*SCHRIFTLICHE AUFGABE 1:* Gib den Textauszug über die nächtliche Schiffsfahrt durch die Qutang-Schlucht vollständig und wortgetreu wieder.

*GEGEBENER TEXTAUSZUG:*
Allein unter 1,3 Milliarden: Eine chinesische Reise von Shanghai bis Kathmandu
Qutang-Schlucht. Die letzte der drei Schluchten erstreckt sich von Wushan bis nach Fengjie. Sie ist die imposanteste, und ihre Passage galt bis zur Flutung des Stausees als sehr gefährlich. Ich aber bekomme von der Schlucht nichts mit, denn mittlerweile ist es völlig dunkel.
Ich gehe zurück in meine Kabine, weil ich das Gefühl habe, dass die anderen Passagiere mich nach Einbruch der Dunkelheit noch feindseliger und gemeiner anblicken. Ich verstehe wirklich nicht, was los ist. Offenbar hält man meine Anwesenheit für eine Provokation. Vielleicht soll ich das alles hier nicht sehen: die engen Kabinen, den defekten Wassertank, aus dem kochendes Wasser spritzt, den ganzen Rost. Aber ich bin’s doch, will ich den Leuten zurufen, euer alter Laowai-Superstar und Heilsbringer, den ihr schon hunderttausendmal mit euren Hello-Hosiannas grüßtet. Kennt ihr mich denn nicht mehr?

*VORLIEGENDE EINTRÄGE:*
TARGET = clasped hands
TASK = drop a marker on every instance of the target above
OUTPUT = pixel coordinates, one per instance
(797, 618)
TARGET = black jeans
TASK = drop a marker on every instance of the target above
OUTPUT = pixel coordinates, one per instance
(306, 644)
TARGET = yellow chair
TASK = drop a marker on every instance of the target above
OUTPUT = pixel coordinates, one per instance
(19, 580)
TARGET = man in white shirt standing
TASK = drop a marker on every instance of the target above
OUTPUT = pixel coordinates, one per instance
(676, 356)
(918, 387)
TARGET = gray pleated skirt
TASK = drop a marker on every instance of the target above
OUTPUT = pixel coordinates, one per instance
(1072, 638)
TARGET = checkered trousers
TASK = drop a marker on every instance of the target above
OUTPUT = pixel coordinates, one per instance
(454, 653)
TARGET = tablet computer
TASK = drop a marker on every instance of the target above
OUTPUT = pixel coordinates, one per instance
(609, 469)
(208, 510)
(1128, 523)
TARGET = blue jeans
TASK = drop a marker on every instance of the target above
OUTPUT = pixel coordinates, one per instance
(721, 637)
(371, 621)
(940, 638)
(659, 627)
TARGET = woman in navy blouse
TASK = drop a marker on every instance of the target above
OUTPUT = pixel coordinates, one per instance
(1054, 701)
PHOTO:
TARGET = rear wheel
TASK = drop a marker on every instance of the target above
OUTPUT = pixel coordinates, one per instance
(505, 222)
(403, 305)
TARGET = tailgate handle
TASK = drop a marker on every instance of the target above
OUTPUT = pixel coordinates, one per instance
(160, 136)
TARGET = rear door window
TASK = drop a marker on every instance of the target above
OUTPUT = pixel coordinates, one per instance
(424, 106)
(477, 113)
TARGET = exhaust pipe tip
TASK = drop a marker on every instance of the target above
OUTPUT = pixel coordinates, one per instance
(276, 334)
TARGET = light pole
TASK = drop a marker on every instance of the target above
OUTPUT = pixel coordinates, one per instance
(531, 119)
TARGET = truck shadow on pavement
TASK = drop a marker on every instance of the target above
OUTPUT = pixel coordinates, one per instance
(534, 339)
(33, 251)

*SCHRIFTLICHE AUFGABE 2:* Schreibe diese Zeilen der Auflistung als JSON-Liste von Zeichenketten um, eine Zeichenkette je Zeile und ohne Leerzeilen. Beginne bei der Zeile mit „TARGET = tablet computer“ und höre nach der letzten Zeile der Auflistung auf, beide Grenzzeilen eingeschlossen.

*VOLLSTÄNDIGE ANTWORT 1:*
Allein unter 1,3 Milliarden: Eine chinesische Reise von Shanghai bis Kathmandu
Qutang-Schlucht. Die letzte der drei Schluchten erstreckt sich von Wushan bis nach Fengjie. Sie ist die imposanteste, und ihre Passage galt bis zur Flutung des Stausees als sehr gefährlich. Ich aber bekomme von der Schlucht nichts mit, denn mittlerweile ist es völlig dunkel.
Ich gehe zurück in meine Kabine, weil ich das Gefühl habe, dass die anderen Passagiere mich nach Einbruch der Dunkelheit noch feindseliger und gemeiner anblicken. Ich verstehe wirklich nicht, was los ist. Offenbar hält man meine Anwesenheit für eine Provokation. Vielleicht soll ich das alles hier nicht sehen: die engen Kabinen, den defekten Wassertank, aus dem kochendes Wasser spritzt, den ganzen Rost. Aber ich bin’s doch, will ich den Leuten zurufen, euer alter Laowai-Superstar und Heilsbringer, den ihr schon hunderttausendmal mit euren Hello-Hosiannas grüßtet. Kennt ihr mich denn nicht mehr?

*VOLLSTÄNDIGE ANTWORT 2:*
[
  "TARGET = tablet computer",
  "TASK = drop a marker on every instance of the target above",
  "OUTPUT = pixel coordinates, one per instance",
  "(609, 469)",
  "(208, 510)",
  "(1128, 523)",
  "TARGET = blue jeans",
  "TASK = drop a marker on every instance of the target above",
  "OUTPUT = pixel coordinates, one per instance",
  "(721, 637)",
  "(371, 621)",
  "(940, 638)",
  "(659, 627)",
  "TARGET = woman in navy blouse",
  "TASK = drop a marker on every instance of the target above",
  "OUTPUT = pixel coordinates, one per instance",
  "(1054, 701)",
  "PHOTO:",
  "TARGET = rear wheel",
  "TASK = drop a marker on every instance of the target above",
  "OUTPUT = pixel coordinates, one per instance",
  "(505, 222)",
  "(403, 305)",
  "TARGET = tailgate handle",
  "TASK = drop a marker on every instance of the target above",
  "OUTPUT = pixel coordinates, one per instance",
  "(160, 136)",
  "TARGET = rear door window",
  "TASK = drop a marker on every instance of the target above",
  "OUTPUT = pixel coordinates, one per instance",
  "(424, 106)",
  "(477, 113)",
  "TARGET = exhaust pipe tip",
  "TASK = drop a marker on every instance of the target above",
  "OUTPUT = pixel coordinates, one per instance",
  "(276, 334)",
  "TARGET = light pole",
  "TASK = drop a marker on every instance of the target above",
  "OUTPUT = pixel coordinates, one per instance",
  "(531, 119)",
  "TARGET = truck shadow on pavement",
  "TASK = drop a marker on every instance of the target above",
  "OUTPUT = pixel coordinates, one per instance",
  "(534, 339)",
  "(33, 251)"
]